++++ Information shown

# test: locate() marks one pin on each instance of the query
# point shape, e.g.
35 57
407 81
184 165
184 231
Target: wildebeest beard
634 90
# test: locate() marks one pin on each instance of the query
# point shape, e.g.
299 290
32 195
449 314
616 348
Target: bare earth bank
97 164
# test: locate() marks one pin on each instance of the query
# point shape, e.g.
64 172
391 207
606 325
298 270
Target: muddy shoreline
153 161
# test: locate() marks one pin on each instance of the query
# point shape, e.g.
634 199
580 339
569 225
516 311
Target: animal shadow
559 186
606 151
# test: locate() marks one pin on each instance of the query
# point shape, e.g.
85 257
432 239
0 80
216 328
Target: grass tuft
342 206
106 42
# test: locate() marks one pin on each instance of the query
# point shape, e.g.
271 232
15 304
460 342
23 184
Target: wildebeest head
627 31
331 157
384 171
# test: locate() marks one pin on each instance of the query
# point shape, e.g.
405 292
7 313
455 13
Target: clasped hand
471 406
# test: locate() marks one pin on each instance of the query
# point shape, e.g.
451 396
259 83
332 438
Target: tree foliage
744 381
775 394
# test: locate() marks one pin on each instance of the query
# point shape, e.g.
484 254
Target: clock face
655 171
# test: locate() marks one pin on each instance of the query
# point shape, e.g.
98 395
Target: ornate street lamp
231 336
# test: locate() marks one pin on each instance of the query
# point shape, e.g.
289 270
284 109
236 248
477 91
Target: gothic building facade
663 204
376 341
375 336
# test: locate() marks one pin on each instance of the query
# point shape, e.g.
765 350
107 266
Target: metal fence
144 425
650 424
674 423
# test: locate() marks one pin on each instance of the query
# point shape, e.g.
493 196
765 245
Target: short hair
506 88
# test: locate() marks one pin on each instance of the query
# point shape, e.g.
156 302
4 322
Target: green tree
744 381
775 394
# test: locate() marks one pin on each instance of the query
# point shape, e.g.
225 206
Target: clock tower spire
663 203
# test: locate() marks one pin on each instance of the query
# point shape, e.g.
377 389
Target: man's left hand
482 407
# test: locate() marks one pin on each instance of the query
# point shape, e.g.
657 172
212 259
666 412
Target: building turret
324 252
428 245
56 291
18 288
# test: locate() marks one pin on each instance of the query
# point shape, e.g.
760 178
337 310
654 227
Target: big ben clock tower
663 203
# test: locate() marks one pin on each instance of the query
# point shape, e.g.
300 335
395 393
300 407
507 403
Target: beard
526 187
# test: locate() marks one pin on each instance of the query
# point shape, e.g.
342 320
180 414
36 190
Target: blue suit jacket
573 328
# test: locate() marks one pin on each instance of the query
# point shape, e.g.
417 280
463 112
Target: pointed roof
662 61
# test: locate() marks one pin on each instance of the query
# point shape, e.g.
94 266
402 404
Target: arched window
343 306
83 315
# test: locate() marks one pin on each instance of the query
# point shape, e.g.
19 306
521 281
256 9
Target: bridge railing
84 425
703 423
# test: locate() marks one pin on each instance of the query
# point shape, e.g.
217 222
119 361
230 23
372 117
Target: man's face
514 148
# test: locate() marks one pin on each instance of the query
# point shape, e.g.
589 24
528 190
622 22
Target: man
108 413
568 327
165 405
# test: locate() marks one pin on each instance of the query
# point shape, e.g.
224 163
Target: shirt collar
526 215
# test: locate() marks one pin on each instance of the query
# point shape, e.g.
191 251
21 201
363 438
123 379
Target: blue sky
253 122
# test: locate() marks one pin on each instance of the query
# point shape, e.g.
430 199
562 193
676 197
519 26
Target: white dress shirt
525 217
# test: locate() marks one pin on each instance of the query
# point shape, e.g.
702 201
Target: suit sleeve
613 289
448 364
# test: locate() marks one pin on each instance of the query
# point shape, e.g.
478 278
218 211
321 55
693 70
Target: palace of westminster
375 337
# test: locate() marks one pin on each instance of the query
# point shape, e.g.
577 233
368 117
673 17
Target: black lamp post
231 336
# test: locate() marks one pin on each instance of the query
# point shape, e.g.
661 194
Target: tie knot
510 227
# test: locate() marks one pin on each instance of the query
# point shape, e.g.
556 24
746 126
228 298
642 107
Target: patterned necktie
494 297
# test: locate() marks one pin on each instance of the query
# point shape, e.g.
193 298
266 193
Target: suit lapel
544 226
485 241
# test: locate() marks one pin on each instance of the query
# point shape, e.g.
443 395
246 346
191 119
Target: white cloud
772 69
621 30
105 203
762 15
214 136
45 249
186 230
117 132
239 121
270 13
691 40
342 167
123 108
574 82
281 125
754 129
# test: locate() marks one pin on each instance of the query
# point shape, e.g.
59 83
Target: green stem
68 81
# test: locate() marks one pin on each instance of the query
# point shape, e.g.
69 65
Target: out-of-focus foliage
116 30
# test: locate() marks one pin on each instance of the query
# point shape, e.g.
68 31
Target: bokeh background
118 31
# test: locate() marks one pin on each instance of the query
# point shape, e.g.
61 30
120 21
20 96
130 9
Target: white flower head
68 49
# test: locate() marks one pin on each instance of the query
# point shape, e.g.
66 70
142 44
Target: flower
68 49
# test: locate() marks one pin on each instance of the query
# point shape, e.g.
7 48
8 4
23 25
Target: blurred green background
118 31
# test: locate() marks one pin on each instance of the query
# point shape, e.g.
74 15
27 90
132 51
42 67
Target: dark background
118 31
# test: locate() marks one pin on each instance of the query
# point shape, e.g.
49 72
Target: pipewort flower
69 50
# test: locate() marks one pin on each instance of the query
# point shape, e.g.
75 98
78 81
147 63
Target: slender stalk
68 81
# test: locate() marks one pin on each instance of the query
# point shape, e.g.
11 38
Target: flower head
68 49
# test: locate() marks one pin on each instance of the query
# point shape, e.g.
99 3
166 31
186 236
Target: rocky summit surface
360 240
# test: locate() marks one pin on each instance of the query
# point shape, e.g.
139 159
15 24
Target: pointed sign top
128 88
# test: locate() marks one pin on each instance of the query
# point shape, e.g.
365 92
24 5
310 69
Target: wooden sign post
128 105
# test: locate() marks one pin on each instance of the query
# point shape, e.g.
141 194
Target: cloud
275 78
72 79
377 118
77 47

++++++++

Goal - Reproduce the material verbatim, line by line.

Result for this exercise -
# test: locate() marks one pin on each instance of the query
# point shape, e.g.
35 57
407 81
184 165
184 231
Target: wildebeest beard
634 90
# test: locate() marks one pin on each instance of the query
# point shape, e.g.
299 290
32 195
449 314
616 348
Target: bare earth bank
97 164
# test: locate() marks one pin on each instance of the query
# point shape, e.g.
64 172
391 207
606 325
298 270
Target: muddy shoreline
153 161
# test: locate() marks one pin on each instance of the query
# point shape, e.g.
634 199
580 339
569 225
516 311
Target: animal shadow
559 186
606 151
# test: locate() marks one pin on each instance of the query
# point shape, e.g.
85 257
432 239
0 80
216 328
Target: grass tuft
342 206
106 42
# test: locate() marks one pin on each instance of the query
# point shape, e.g.
271 232
15 304
460 342
23 184
Target: wildebeest head
627 31
331 157
384 171
# test: locate() marks one pin on each instance of the query
# point shape, e.g.
405 292
7 313
455 13
Target: clasped hand
471 406
# test: locate() marks one pin on each instance of the query
# point shape, e.g.
451 396
259 83
332 438
Target: tree foliage
744 381
775 394
# test: locate() marks one pin on each instance of the query
# point shape, e.g.
484 254
Target: clock face
655 171
# test: locate() marks one pin on each instance of the query
# point shape, e.g.
98 395
Target: ornate street lamp
231 336
# test: locate() marks one pin on each instance of the query
# point shape, e.g.
289 270
284 109
236 248
477 91
Target: gothic building facade
663 204
376 341
375 336
# test: locate() marks one pin on each instance of the query
# point shape, e.g.
765 350
107 266
Target: metal fence
144 425
650 424
674 423
# test: locate() marks one pin on each instance of the query
# point shape, e.g.
493 196
765 245
Target: short hair
506 88
# test: locate() marks one pin on each instance of the query
# point shape, e.g.
156 302
4 322
Target: green tree
744 381
775 394
# test: locate() marks one pin on each instance of the query
# point shape, e.g.
225 206
Target: clock tower spire
663 203
# test: locate() marks one pin on each instance of the query
# point shape, e.g.
377 389
Target: man's left hand
482 407
# test: locate() marks one pin on each instance of the query
# point shape, e.g.
657 172
212 259
666 412
Target: building turret
324 252
428 245
56 291
18 288
# test: locate() marks one pin on each instance of the query
# point shape, e.g.
760 178
337 310
654 227
Target: big ben clock tower
663 203
# test: locate() marks one pin on each instance of the query
# point shape, e.g.
300 335
395 393
300 407
507 403
Target: beard
526 187
# test: locate() marks one pin on each instance of the query
# point shape, e.g.
342 320
180 414
36 190
Target: blue suit jacket
573 328
# test: locate() marks one pin on each instance of the query
# point shape, e.g.
417 280
463 112
Target: pointed roof
662 61
# test: locate() marks one pin on each instance of the query
# point shape, e.g.
94 266
402 404
Target: arched window
343 306
83 315
# test: locate() marks one pin on each instance of the query
# point shape, e.g.
19 306
521 281
256 9
Target: bridge railing
84 425
703 423
# test: locate() marks one pin on each instance of the query
# point shape, e.g.
217 222
119 361
230 23
372 117
Target: man's face
514 148
# test: locate() marks one pin on each instance of the query
# point shape, e.g.
589 24
528 190
622 22
Target: man
108 413
568 327
165 405
# test: locate() marks one pin on each instance of the query
# point shape, e.g.
224 163
Target: shirt collar
526 215
# test: locate() marks one pin on each instance of the query
# point shape, e.g.
191 251
21 201
363 438
123 379
Target: blue sky
253 122
# test: locate() marks one pin on each instance of the query
# point shape, e.g.
430 199
562 193
676 197
519 26
Target: white dress shirt
525 217
# test: locate() marks one pin on each instance of the query
# point shape, e.g.
702 201
Target: suit sleeve
613 289
448 364
# test: locate() marks one pin on each instance of the query
# point shape, e.g.
478 278
218 211
321 55
693 70
Target: palace of westminster
375 337
# test: locate() marks one pin on each instance of the query
# point shape, e.g.
577 233
368 117
673 17
Target: black lamp post
231 336
# test: locate() marks one pin on each instance of the query
# point shape, e.g.
661 194
Target: tie knot
510 227
# test: locate() marks one pin on each instance of the query
# point shape, e.g.
556 24
746 126
228 298
642 107
Target: patterned necktie
494 297
# test: locate() marks one pin on each instance of the query
# point shape, e.g.
193 298
266 193
Target: suit lapel
544 226
485 241
# test: locate() marks one pin on each instance of the query
# point shape, e.g.
443 395
246 346
191 119
Target: white cloud
772 69
621 30
105 203
762 15
214 136
45 249
186 230
117 132
239 121
270 13
691 40
342 167
123 108
574 82
281 125
754 129
# test: locate() marks one pin on each instance of the query
# point shape, e.g.
59 83
Target: green stem
68 81
# test: locate() marks one pin on each instance of the query
# point shape, e.g.
69 65
Target: out-of-focus foliage
116 30
# test: locate() marks one pin on each instance of the query
# point shape, e.g.
68 31
Target: bokeh background
118 31
# test: locate() marks one pin on each instance of the query
# point shape, e.g.
61 30
120 21
20 96
130 9
Target: white flower head
68 49
# test: locate() marks one pin on each instance of the query
# point shape, e.g.
66 70
142 44
Target: flower
68 49
# test: locate() marks one pin on each instance of the query
# point shape, e.g.
7 48
8 4
23 25
Target: blurred green background
118 31
# test: locate() marks one pin on each instance of the query
# point shape, e.g.
74 15
27 90
132 51
42 67
Target: dark background
118 31
# test: locate() marks one pin on each instance of the query
# point shape, e.g.
49 72
Target: pipewort flower
69 50
# test: locate() marks one pin on each instance of the query
# point shape, e.g.
75 98
78 81
147 63
Target: slender stalk
68 81
# test: locate() marks one pin on each instance of the query
# point shape, e.g.
11 38
Target: flower head
68 49
# test: locate() marks one pin on each instance of the query
# point shape, e.g.
99 3
166 31
186 236
Target: rocky summit surface
360 240
# test: locate() marks one pin on each instance of the query
# point shape, e.g.
139 159
15 24
Target: pointed sign top
128 88
# test: locate() marks one pin on each instance of the query
# point shape, e.g.
365 92
24 5
310 69
Target: wooden sign post
128 105
# test: locate() marks one pin on each instance of the query
# point shape, e.g.
141 194
Target: cloud
275 78
72 79
377 118
77 47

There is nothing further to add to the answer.